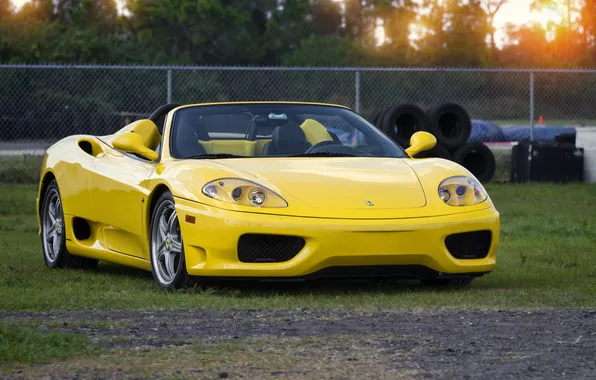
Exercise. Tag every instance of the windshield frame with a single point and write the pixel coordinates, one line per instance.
(385, 141)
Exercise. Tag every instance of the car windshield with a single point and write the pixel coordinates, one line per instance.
(276, 130)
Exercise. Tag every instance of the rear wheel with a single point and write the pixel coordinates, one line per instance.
(53, 233)
(167, 251)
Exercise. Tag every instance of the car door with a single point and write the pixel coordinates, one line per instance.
(117, 198)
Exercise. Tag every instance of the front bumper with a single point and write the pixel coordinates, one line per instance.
(413, 247)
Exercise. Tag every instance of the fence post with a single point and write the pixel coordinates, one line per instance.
(169, 86)
(531, 106)
(357, 84)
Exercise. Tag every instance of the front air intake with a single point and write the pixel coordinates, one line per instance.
(261, 248)
(469, 245)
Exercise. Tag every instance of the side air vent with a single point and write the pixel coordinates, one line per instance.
(81, 229)
(260, 248)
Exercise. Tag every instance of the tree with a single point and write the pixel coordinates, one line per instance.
(491, 8)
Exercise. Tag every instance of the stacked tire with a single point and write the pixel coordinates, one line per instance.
(450, 124)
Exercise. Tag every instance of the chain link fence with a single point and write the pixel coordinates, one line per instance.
(41, 104)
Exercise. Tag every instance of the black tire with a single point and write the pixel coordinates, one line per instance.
(55, 255)
(439, 151)
(442, 282)
(478, 159)
(180, 279)
(379, 118)
(451, 125)
(402, 121)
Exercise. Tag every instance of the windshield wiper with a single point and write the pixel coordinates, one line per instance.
(214, 155)
(324, 154)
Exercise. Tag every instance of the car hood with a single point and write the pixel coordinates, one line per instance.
(317, 187)
(346, 183)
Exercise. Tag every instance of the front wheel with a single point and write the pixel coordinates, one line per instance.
(167, 251)
(53, 234)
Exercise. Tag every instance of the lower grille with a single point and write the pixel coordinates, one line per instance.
(469, 245)
(260, 248)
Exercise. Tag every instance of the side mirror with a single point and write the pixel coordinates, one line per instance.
(132, 142)
(421, 141)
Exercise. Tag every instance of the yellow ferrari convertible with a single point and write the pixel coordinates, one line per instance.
(263, 190)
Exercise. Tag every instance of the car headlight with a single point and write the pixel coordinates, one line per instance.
(243, 192)
(462, 191)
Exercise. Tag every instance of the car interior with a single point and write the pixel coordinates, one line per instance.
(246, 134)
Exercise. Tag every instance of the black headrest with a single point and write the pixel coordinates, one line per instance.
(289, 138)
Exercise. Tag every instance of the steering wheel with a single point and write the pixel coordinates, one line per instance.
(320, 144)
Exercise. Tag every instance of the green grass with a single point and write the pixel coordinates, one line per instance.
(22, 169)
(29, 344)
(547, 258)
(547, 122)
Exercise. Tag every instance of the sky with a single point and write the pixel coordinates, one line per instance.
(516, 12)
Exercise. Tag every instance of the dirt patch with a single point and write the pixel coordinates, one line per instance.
(312, 343)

- _GIVEN REQUEST_: Set down the complete material exactly, but do not include the images.

- _COMPLETE ANSWER_:
Exercise. Tag every instance of the windshield frame with a single point and write the pixel coordinates, one line per instance.
(385, 141)
Exercise. Tag every instance of the car windshield with a single point and write the pixel coordinates, one line per instance.
(276, 130)
Exercise. Tag every instance of the rear wheel with a single point and write the pixel coordinates, one line per instance.
(53, 233)
(167, 251)
Exercise. Tag every instance of the car door with a single point and write the pixel coordinates, one line per instance.
(117, 198)
Exercise. Tag every instance of the front bumper with a single point and write the pixel coordinates, one line per instance.
(413, 247)
Exercise. Tag every instance of the fence post with a single point and write the pixel coordinates, one line per instance.
(169, 86)
(531, 106)
(357, 84)
Exercise. Tag every instance of the front air intake with a single point and write the pixel coordinates, one line per instance.
(261, 248)
(469, 245)
Exercise. Tag every instance of the side air vent with a single point and write the pixel coordinates, one line per instance.
(81, 229)
(260, 248)
Exercise. Tag every instance of the tree with a single point and write the pixel coordinates, one line per instance.
(491, 8)
Exercise. Tag every instance of the stacked tire with a single point and write the pixel coordinates, one line per instance.
(450, 124)
Exercise. Tag every instance of the chain link fence with a single point and write the pixel coordinates, one line per instance.
(41, 104)
Exercise. Tag every instance of the black tire with a single point and write the pixel coordinates, one line per instance.
(55, 255)
(439, 151)
(442, 282)
(478, 159)
(180, 279)
(379, 118)
(451, 125)
(402, 121)
Exercise. Tag every instance of the windshield wiper with a single point and write the pixel coordinates, one line per instance.
(214, 155)
(324, 154)
Exercise. Tag every instance of the car hood with a single point and write the pixel coordinates, one line per instance.
(317, 187)
(346, 183)
Exercise. Tag every instance of the front wheel with a single point and write the pixel coordinates, one line per instance.
(167, 251)
(53, 234)
Exercise. Tag every instance of the lower grille with a single point and write the pixel coordinates, one line per instance.
(469, 245)
(260, 248)
Exercise. Tag every instance of the side mirror with a single point and write the pixel coordinates, one line per instance.
(132, 142)
(421, 141)
Exercise. Tag every instance of the yellow ferrari convertible with a single point and write the pixel coordinates, one line per instance.
(263, 190)
Exercise. Tag every instance of the car headlight with a single point and write the pixel coordinates, one line per instance.
(243, 192)
(462, 191)
Exercise. Tag every instance of the car interior with a single point and write the pixel coordinates, one line per instance.
(246, 134)
Exercise. Tag every instance of the black headrest with a single point and write the pixel coordinates, one line per instance.
(289, 138)
Exercise. Tag every instance of the steering wheel with a single point and write the pixel coordinates, one line per instance.
(320, 144)
Exercise. Tag every instance of the green grass with a single point and write the pixel coordinates, one line per instance.
(22, 169)
(29, 344)
(547, 258)
(547, 122)
Exercise. Tag every instance of the sky with a single point and write the pixel coordinates, one line per instance.
(516, 12)
Exercise. Tag every instance of the dirt patch with a single point and write the pixel coordinates, one line per instance.
(312, 343)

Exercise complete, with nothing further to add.